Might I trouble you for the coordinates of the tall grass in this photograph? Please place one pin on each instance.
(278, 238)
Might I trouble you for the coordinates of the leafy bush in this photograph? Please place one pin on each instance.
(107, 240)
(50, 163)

********************

出題内容: 上のエントリをすべて、一字一句変えずにそのまま繰り返して書くこと。

完全な解答:
Might I trouble you for the coordinates of the tall grass in this photograph? Please place one pin on each instance.
(278, 238)
Might I trouble you for the coordinates of the leafy bush in this photograph? Please place one pin on each instance.
(107, 240)
(50, 163)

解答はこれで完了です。